--- TASK STATEMENT ---
Write out every line of the material below word for word, leaving out the pictures.

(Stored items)

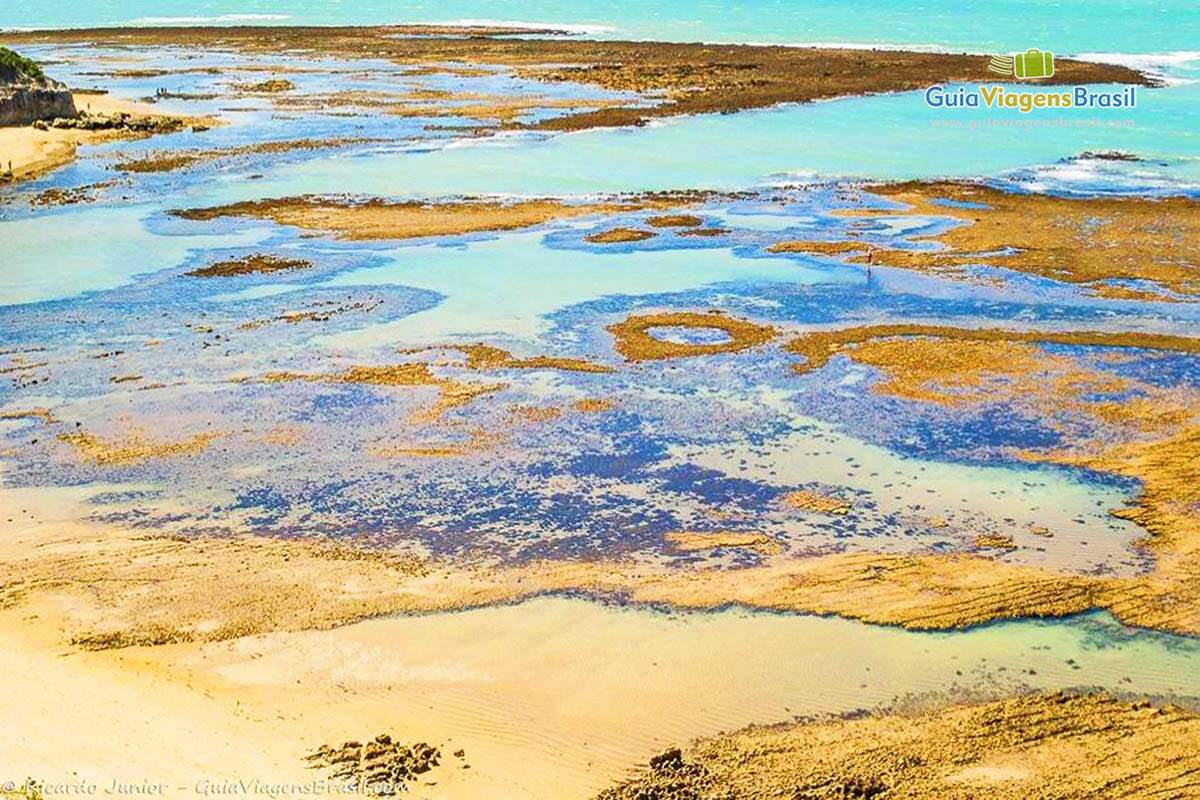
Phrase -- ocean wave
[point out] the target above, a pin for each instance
(1164, 66)
(205, 20)
(1096, 175)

--- TASK SOLUTION ---
Phrase -- ocean wave
[point out] the target above, a pin for each instance
(1164, 66)
(205, 20)
(1096, 175)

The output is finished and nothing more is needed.